▸ **Exercise aim**
Please retype the rows below word for word, starting at the line that contains "Each instance of the monster" and ending at the final line of the rows.
----- Exercise data -----
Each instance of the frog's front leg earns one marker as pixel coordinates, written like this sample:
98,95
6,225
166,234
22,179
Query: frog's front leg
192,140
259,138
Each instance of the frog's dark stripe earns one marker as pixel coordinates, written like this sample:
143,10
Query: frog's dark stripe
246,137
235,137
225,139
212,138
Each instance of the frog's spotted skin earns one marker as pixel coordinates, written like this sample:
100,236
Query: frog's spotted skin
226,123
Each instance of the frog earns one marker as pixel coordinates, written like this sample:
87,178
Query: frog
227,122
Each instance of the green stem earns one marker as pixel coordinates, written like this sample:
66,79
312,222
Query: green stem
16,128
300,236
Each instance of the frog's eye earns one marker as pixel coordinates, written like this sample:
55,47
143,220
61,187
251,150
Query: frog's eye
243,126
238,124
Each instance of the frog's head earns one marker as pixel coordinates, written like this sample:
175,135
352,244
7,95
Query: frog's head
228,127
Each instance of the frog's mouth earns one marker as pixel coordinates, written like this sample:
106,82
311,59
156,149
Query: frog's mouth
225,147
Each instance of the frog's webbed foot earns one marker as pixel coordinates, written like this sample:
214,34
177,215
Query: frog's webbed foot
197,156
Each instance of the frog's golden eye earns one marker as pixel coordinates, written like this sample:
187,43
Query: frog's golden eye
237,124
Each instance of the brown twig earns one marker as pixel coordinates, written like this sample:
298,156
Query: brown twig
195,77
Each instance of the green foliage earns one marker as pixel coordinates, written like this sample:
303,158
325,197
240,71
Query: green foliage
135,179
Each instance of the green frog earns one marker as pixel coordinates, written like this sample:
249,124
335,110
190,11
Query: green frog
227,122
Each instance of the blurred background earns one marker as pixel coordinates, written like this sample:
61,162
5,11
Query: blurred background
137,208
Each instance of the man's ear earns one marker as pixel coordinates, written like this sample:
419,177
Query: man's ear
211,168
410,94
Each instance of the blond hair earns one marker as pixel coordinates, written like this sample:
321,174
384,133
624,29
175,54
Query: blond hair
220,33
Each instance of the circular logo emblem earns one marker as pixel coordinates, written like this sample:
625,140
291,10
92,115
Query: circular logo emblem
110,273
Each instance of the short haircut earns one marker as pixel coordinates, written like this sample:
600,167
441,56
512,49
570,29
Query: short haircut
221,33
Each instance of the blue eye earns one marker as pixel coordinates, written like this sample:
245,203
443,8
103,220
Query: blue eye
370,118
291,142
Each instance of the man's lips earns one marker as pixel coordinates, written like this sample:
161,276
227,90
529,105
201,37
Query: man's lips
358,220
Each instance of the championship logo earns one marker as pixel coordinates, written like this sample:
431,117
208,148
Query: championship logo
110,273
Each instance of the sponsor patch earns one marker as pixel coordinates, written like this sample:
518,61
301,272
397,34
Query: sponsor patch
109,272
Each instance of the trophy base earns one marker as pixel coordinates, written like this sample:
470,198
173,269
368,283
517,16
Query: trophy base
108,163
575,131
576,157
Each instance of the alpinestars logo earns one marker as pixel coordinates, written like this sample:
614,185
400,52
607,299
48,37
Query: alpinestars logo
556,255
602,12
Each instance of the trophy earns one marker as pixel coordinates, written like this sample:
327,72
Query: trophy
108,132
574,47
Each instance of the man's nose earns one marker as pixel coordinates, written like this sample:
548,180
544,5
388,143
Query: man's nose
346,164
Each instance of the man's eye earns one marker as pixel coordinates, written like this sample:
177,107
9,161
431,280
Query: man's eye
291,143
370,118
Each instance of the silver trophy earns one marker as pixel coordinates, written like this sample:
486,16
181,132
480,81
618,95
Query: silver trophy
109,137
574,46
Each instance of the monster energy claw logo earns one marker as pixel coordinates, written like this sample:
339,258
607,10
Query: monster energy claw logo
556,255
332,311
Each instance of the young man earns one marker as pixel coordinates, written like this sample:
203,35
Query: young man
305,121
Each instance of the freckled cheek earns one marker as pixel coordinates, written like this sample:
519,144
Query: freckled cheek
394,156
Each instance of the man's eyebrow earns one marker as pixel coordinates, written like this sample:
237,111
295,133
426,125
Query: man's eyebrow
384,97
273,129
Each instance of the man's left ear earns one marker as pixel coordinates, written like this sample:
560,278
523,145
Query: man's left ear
-----
▸ **Task response**
Each instance of the monster energy claw logo earns one marker as pixel coordinates, written like this sample:
339,258
607,10
Query: monster energy claw logo
556,255
332,311
Each instance of the young man earns one marker as pixel coordinates, written like this sample:
203,35
Query: young man
305,121
Each instance of the freckled cheek earns one marker as pixel coordinates, written like this sample:
519,144
Query: freckled cheek
394,156
Each instance of the man's eyebrow earns one marker as pixel coordinates, written like this sample:
237,111
295,133
426,125
Query: man's eyebrow
384,97
273,129
Each instance of the man's left ear earns one marker as pixel coordinates, written like this sample:
560,278
523,145
Query: man's left ear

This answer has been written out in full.